*Supplied material*:
━━━━━━━━

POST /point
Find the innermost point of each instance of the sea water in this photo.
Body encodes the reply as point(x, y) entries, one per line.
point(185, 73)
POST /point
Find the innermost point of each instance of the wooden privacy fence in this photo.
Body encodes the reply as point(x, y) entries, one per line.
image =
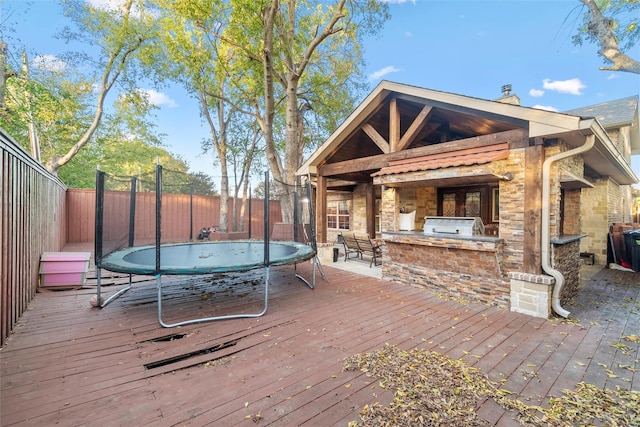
point(175, 215)
point(33, 222)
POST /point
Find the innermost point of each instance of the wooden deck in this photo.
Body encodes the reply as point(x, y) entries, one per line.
point(70, 364)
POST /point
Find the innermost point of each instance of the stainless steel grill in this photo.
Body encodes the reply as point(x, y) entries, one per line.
point(453, 225)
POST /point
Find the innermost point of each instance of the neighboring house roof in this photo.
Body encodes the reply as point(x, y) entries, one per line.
point(615, 114)
point(365, 133)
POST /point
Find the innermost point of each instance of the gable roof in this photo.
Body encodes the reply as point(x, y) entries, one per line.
point(460, 117)
point(615, 114)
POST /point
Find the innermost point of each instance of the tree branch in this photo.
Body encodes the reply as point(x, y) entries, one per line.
point(601, 28)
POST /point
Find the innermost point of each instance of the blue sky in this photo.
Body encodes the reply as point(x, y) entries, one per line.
point(466, 47)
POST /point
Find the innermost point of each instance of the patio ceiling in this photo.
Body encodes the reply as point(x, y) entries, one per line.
point(442, 124)
point(424, 118)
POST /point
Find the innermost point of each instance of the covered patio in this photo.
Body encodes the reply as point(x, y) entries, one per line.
point(68, 363)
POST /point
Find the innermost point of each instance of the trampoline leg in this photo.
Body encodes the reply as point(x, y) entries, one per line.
point(99, 289)
point(312, 284)
point(210, 319)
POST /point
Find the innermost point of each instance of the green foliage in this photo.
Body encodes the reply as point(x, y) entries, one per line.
point(623, 15)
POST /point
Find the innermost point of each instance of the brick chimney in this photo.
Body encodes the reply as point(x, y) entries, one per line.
point(507, 97)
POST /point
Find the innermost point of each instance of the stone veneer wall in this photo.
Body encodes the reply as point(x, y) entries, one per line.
point(465, 269)
point(595, 220)
point(512, 211)
point(333, 197)
point(566, 259)
point(358, 214)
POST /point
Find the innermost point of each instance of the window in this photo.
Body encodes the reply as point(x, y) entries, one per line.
point(495, 207)
point(338, 215)
point(477, 201)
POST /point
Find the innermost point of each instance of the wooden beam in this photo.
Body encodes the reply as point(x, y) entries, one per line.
point(416, 126)
point(321, 210)
point(376, 137)
point(394, 125)
point(381, 160)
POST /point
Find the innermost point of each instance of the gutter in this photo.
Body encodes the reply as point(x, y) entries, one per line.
point(546, 215)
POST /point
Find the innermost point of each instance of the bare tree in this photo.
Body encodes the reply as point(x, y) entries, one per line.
point(602, 29)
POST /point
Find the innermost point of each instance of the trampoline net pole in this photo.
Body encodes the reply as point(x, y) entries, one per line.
point(266, 219)
point(158, 214)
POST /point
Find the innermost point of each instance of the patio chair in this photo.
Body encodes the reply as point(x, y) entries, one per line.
point(350, 246)
point(369, 248)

━━━━━━━━

*Directions*: Restate each line of the material word for word, skipping any picture.

*Your response*:
POST /point
Find the innermost point of each instance of the sea water in this photo.
Body encodes the reply as point(x, y) entries, one per line.
point(185, 73)
POST /point
Find the innermost point of each instance of the wooden privacy fence in this photo.
Body encodes the reply as point(x, y) entries, one per line.
image =
point(175, 215)
point(33, 222)
POST /point
Find the innermost point of each instance of the wooden deck in this photo.
Body encodes the reply as point(x, y) entries, one per line.
point(70, 364)
POST /point
Find the innermost point of each instance of the stainless steel grill in this photo.
Body encodes the reply as point(x, y) entries, one per line.
point(453, 225)
POST /point
Find the innermost point of each instance of the neighboring house roof in this photo.
Body encodes the reply as point(x, y) entries, one per line.
point(615, 114)
point(365, 133)
POST /point
Find the innermost point of each instance of the gable roof in this photo.
Body encodes the reply as point(x, y) entries, one per line.
point(460, 117)
point(615, 114)
POST /point
Find the innermost point of each instance of the tree branch in this photo.
Body encodes the reply as point(x, y) entries, one per line.
point(601, 28)
POST /point
Find the innermost point of each instance of the blue sky in this photo.
Body encodes the reply as point(x, y) entries, one per line.
point(466, 47)
POST /point
Find the innermost point of each instance of the patio ceiling in this photo.
Body encodes the reply as point(x, y) entries, one per line.
point(442, 124)
point(424, 118)
POST /point
Find the innermost point of each instance of the covered patio in this photo.
Body encodes the reply as point(x, y) entries, one per line.
point(68, 363)
POST /point
Find the innermost point of each instance of the trampoline leg in this photo.
Body encodes the reply as point(x, y) entries, one per line.
point(99, 289)
point(312, 284)
point(210, 319)
POST /point
Find the innermost point of each instance of the green foliage in this photo.
Body encodes the reply as point(x, y) entries, one per line.
point(623, 15)
POST /point
Find the innermost point of each instance of the brick chimney in this photo.
Body encodes the reply as point(x, y) entries, one per line.
point(507, 97)
POST /point
Find the innermost point of each instance of the stone veneer wall in this photo.
Body encodes the reply as point(x, y) entries, one per line.
point(465, 269)
point(595, 220)
point(512, 211)
point(333, 197)
point(566, 259)
point(358, 214)
POST /point
Find the innermost point of each instance of the window in this photo.
Body encodes the reply as point(x, y) entries, one per line.
point(495, 207)
point(338, 215)
point(477, 201)
POST /point
Find the innermost point of each instance of the wooden beam in this photo.
Body encodes the reply as point(x, y) entries, one per line.
point(416, 126)
point(321, 210)
point(376, 137)
point(394, 125)
point(381, 160)
POST /point
Find the innermost point of each instance of the gutter in this photo.
Body encodes the reply as point(x, y) entries, one per line.
point(546, 215)
POST /point
Find the innermost point of each instance of the bare tree in this photo.
Body encodes the reply as point(x, y) entries, one per line.
point(602, 29)
POST /point
Find the innermost point of each instance of the trampoline net pole in this photo.
Body encodes the reply as point(x, y) entries, one per line.
point(266, 219)
point(158, 214)
POST /point
Find the innermost point of each instance of the patio chair in this photo.
Body encodes the reply as point(x, y) entries, one per line.
point(350, 246)
point(369, 248)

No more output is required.